'''

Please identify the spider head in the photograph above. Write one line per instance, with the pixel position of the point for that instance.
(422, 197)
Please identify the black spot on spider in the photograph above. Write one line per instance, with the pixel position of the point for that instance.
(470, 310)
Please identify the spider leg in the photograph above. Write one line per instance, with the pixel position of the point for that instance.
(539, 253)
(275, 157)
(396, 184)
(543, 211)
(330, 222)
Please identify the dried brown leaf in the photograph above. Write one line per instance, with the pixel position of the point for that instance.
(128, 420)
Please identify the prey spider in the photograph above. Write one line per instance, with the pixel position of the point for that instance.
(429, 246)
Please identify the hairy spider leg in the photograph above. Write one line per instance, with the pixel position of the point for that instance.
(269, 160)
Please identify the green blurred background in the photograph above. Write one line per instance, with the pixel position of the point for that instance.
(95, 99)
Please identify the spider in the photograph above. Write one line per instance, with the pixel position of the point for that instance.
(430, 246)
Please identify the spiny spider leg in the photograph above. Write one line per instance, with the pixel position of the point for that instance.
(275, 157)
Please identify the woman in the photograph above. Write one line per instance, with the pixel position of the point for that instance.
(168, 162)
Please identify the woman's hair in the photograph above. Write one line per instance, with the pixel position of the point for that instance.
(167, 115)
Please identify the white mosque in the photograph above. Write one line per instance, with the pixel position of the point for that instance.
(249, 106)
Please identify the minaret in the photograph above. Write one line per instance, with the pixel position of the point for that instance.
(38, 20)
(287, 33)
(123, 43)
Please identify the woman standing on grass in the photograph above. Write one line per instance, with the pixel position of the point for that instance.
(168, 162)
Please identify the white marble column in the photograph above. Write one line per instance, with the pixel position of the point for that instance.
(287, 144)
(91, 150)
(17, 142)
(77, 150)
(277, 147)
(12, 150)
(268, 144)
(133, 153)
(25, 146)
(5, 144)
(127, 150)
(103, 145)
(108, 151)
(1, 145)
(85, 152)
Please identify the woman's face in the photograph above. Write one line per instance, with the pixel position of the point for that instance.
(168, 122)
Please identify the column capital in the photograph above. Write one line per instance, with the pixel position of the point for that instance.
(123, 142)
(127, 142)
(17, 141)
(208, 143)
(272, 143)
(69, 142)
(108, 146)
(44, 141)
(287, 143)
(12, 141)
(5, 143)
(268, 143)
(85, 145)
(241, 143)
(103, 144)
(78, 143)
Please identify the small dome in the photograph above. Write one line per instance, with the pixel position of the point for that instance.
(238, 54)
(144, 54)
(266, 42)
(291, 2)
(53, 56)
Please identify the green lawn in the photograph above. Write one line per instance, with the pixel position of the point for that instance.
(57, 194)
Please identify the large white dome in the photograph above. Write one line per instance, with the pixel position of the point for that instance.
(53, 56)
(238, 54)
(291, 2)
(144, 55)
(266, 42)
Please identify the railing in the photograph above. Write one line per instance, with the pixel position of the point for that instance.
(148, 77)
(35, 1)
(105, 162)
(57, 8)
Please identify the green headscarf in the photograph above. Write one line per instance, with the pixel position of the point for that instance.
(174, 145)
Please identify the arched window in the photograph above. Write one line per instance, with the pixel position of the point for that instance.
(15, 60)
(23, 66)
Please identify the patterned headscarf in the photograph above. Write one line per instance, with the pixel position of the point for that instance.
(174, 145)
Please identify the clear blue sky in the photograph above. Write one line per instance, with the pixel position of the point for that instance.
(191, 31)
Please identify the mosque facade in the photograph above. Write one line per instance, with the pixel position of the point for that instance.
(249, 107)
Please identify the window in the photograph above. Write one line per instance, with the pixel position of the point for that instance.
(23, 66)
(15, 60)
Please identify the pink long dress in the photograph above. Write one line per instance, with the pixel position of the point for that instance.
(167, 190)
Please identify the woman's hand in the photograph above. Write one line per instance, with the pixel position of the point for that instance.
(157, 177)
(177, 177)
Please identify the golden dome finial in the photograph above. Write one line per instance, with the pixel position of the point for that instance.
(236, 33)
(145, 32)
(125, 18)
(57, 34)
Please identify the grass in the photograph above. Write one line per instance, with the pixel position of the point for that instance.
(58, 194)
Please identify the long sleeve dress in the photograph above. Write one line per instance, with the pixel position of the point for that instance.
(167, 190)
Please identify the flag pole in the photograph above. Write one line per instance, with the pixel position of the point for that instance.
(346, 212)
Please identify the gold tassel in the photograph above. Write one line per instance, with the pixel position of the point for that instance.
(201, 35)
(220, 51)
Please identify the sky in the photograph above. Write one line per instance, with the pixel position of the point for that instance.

'''

- [DIRECTIVE]: Write out the whole listing exactly.

- [THE COMPLETED TASK]:
Please identify the spider head in the photograph above. Write one line per instance, with the pixel position of the point for that instance.
(422, 197)
Please identify the black spot on spider in the photograph above. Write one line per instance, with the pixel position of the point for that instance.
(470, 310)
Please identify the spider leg in the photograph above. Write one line per instance, with the pixel position of the point for that instance.
(539, 253)
(275, 157)
(396, 184)
(543, 211)
(330, 222)
Please identify the dried brown leaf in the photograph above. Write one line per instance, with the pixel position of the point for that instance.
(128, 420)
Please identify the prey spider in the photograph above. Write one line per instance, with the pixel position of the point for that instance.
(429, 246)
Please identify the hairy spider leg in the photograph above. Write one line per instance, with the pixel position of the point for that instance.
(269, 160)
Please identify the green blurred background in the photograph above. Write one line per instance, with the pixel position of the point for that instance.
(95, 99)
Please identify the spider in the photograph above. Write one line per instance, with the pixel position of the point for that instance.
(430, 246)
Please identify the spiny spider leg in the photograph above. Write one line per instance, with the pixel position of the point for that instance.
(275, 157)
Please identify the woman in the photograph above. Write one line per instance, with the pixel position of the point for that instance.
(168, 162)
Please identify the woman's hair in the photograph above. Write one line per instance, with the pixel position of the point for that instance.
(167, 115)
Please identify the white mosque in the photograph above. Write one line per instance, with the pixel position of the point for that instance.
(249, 106)
Please identify the minaret in the photograph above. Write one line per instance, with the pixel position of the point for that instance.
(38, 20)
(287, 33)
(123, 43)
Please identify the woman standing on grass in the photograph above. Write one line per instance, with the pixel position of the point for that instance.
(168, 162)
Please identify the white marble column in the photograph above. Write one line per instance, with the pixel position of the point for that instance.
(287, 144)
(91, 150)
(17, 142)
(77, 150)
(277, 147)
(12, 150)
(268, 144)
(133, 153)
(25, 146)
(5, 144)
(127, 150)
(103, 145)
(108, 151)
(1, 145)
(85, 152)
Please identify the woman's face in the photograph above. Write one line per instance, with the pixel position of the point for that instance.
(168, 122)
Please identify the column capital in the photograph above. Write one line per instance, with the pixel position of the point for that instance.
(123, 142)
(127, 142)
(17, 141)
(208, 143)
(272, 143)
(69, 142)
(108, 146)
(44, 141)
(287, 143)
(12, 141)
(5, 143)
(268, 143)
(85, 145)
(241, 143)
(103, 144)
(78, 143)
Please identify the small dome in the photograph above. Write one line per instance, with the pixel position of the point for that instance.
(238, 54)
(144, 54)
(266, 42)
(291, 2)
(53, 56)
Please identify the green lawn in the photograph above. Write one line per instance, with the pixel position of the point for that instance.
(57, 194)
Please identify the large white dome in the photograph above. Write one line per instance, with the pixel position of the point for that instance.
(53, 56)
(238, 54)
(291, 2)
(144, 55)
(266, 42)
Please identify the railing in the photograph above. Write one line per instance, with the pixel position of the point for that instance.
(148, 77)
(35, 1)
(105, 162)
(57, 8)
Please identify the green headscarf in the photograph above. Write one line per instance, with the pixel position of the point for that instance.
(174, 145)
Please identify the arched window in the photograph above. Write one line per instance, with the pixel position of the point for that instance.
(15, 60)
(23, 66)
Please identify the patterned headscarf in the photograph above. Write one line per instance, with the pixel position of the point for that instance.
(174, 145)
Please identify the clear blue sky in the photograph above. Write one line per instance, with the pixel position of the point for that instance.
(191, 31)
Please identify the mosque facade in the photograph above. Write one line per instance, with the pixel position of the point for that instance.
(249, 107)
Please identify the window in the photograph above. Write one line per instance, with the pixel position of the point for that instance.
(23, 66)
(15, 60)
Please identify the pink long dress in the photograph above. Write one line per instance, with the pixel position of the point for that instance.
(167, 190)
Please identify the woman's hand in the photograph above. Write one line per instance, with the pixel position of the point for that instance.
(157, 177)
(177, 177)
Please identify the golden dome finial in the photograph above. Write one line per instance, with the pixel position of the point for that instance.
(236, 33)
(145, 32)
(125, 18)
(57, 34)
Please identify the grass in the photograph above. Write one line per instance, with the pixel position of the point for that instance.
(58, 194)
Please identify the long sleeve dress in the photograph above. Write one line per instance, with the pixel position of the point for that instance.
(167, 190)
Please identify the flag pole in the photograph above. Write one line per instance, with the pixel position of the point for that instance.
(346, 212)
Please identify the gold tassel in the photograph above. Write one line per instance, with the pixel position of the point for that instance.
(201, 35)
(220, 51)
Please identify the sky in the photograph above. Write one line per instance, with the pixel position of the point for that instance.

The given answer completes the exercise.